(Beginning of INFORMATION SUPPLIED)

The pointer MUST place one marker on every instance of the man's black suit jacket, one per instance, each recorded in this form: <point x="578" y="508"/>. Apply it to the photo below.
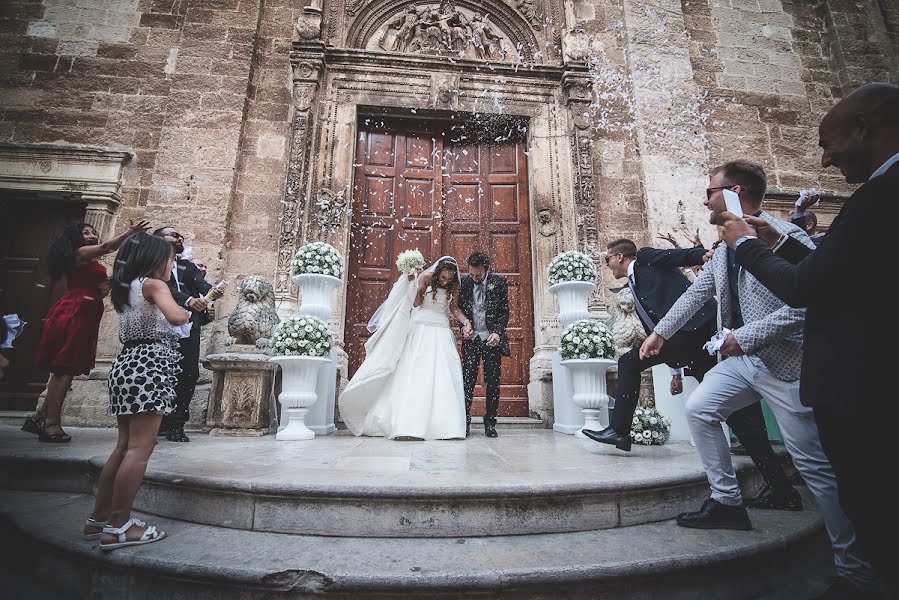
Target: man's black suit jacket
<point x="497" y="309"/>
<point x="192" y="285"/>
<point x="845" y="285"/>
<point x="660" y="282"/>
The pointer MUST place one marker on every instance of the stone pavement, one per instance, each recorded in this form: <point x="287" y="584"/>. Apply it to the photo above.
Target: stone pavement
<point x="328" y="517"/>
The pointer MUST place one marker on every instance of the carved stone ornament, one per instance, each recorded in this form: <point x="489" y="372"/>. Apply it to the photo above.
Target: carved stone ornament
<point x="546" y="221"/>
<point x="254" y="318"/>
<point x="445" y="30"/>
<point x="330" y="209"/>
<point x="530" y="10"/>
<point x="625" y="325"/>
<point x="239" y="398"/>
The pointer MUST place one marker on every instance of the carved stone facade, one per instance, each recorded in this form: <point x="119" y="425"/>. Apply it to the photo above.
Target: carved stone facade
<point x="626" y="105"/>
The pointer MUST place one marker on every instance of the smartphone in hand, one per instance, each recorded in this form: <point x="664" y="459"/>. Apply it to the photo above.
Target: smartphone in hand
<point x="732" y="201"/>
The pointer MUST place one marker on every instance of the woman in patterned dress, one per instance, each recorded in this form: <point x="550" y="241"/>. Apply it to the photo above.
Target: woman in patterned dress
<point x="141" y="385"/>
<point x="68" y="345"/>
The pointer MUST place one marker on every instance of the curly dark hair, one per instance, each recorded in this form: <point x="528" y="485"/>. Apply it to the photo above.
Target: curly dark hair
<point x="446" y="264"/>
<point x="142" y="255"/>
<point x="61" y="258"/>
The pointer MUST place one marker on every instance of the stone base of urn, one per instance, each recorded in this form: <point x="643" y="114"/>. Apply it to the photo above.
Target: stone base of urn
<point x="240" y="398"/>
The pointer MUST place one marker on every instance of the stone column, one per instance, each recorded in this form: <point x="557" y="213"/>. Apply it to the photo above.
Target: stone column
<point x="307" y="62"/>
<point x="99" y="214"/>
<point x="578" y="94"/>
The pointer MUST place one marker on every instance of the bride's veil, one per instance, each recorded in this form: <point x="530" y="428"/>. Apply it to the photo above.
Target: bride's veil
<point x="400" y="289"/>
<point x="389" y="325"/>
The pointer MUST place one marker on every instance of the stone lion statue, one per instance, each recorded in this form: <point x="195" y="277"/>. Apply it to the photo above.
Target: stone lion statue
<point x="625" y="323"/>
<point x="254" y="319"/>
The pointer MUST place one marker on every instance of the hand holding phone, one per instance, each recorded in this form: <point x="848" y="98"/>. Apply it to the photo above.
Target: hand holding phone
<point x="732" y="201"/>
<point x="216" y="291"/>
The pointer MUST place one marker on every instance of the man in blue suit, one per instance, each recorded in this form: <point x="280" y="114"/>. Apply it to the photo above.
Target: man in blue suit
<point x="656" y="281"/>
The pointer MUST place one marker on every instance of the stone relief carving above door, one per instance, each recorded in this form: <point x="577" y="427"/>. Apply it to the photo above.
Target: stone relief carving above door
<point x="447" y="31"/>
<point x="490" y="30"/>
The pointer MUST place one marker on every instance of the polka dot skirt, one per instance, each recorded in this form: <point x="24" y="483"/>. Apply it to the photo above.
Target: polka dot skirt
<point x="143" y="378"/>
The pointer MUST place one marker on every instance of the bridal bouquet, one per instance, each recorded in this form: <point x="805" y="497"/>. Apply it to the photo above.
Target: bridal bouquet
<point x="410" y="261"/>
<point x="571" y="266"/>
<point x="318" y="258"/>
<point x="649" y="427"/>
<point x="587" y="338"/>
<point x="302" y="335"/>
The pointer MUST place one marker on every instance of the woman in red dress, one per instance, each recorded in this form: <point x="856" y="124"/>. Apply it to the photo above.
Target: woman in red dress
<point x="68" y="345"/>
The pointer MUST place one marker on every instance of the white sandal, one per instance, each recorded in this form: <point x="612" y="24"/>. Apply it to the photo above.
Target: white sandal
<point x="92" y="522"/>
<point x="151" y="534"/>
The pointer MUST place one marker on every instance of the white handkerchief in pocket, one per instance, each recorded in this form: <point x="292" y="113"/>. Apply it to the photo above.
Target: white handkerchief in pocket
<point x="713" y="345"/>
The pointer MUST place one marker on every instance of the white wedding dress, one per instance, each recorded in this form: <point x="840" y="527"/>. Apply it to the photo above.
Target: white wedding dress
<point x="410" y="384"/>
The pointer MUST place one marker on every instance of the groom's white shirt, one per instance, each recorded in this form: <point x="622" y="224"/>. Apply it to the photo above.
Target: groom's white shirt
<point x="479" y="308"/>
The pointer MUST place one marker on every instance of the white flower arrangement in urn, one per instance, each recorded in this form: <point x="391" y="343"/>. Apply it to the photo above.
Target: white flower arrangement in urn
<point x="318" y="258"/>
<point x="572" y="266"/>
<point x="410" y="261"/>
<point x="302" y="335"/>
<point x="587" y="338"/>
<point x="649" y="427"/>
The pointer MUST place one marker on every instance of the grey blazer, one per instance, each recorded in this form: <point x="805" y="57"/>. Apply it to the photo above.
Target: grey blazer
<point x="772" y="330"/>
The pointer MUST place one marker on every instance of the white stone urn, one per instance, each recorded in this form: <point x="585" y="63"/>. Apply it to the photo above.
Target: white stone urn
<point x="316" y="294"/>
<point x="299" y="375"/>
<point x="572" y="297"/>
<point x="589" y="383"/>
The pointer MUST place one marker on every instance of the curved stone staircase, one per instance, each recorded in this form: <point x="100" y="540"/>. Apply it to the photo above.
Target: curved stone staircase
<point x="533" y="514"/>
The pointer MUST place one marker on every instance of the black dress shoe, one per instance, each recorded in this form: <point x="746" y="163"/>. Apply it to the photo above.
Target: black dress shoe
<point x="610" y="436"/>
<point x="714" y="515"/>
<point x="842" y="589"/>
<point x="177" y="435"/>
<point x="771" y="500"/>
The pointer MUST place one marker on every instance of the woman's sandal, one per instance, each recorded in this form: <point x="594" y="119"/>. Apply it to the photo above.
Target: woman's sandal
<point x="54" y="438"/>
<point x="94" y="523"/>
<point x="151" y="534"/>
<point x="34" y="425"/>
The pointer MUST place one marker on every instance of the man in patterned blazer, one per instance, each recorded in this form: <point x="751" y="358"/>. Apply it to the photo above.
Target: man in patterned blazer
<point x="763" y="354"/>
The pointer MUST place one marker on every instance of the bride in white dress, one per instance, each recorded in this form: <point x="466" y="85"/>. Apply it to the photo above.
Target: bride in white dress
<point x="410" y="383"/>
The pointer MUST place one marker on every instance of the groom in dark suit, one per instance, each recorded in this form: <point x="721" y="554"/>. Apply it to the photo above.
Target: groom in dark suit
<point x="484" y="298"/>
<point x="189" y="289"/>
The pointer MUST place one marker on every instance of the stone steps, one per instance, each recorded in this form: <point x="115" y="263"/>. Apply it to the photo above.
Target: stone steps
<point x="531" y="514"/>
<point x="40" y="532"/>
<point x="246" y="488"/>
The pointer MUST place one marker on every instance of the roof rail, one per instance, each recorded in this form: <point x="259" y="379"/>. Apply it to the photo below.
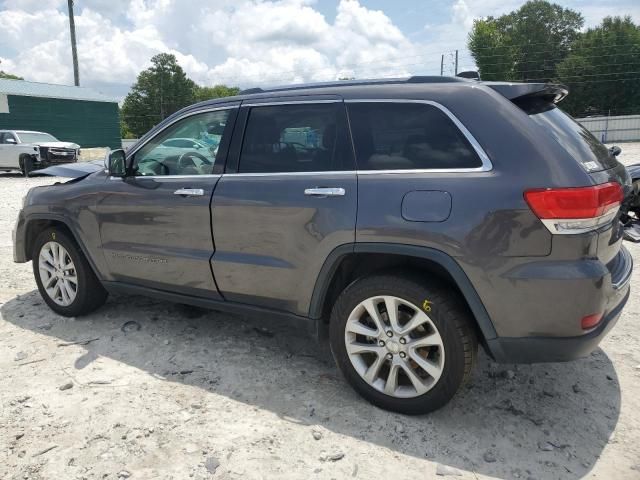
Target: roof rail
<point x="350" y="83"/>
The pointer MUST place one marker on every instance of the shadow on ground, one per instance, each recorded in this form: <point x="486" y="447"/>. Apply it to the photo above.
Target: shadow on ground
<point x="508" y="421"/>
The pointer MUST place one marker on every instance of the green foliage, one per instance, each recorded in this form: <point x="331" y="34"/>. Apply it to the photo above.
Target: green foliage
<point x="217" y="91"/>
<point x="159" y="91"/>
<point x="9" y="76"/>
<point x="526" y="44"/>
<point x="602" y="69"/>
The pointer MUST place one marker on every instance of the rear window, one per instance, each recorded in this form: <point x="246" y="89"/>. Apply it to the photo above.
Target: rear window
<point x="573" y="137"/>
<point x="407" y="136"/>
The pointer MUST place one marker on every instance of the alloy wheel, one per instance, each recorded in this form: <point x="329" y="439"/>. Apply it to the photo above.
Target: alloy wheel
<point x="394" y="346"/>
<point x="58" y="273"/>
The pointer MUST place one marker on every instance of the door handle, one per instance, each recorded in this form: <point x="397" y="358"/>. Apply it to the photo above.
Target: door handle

(End of INFORMATION SUPPLIED)

# WHAT IS EXPECTED
Count the lines of the records that contain the word "handle". Give only the count.

# ANSWER SECTION
2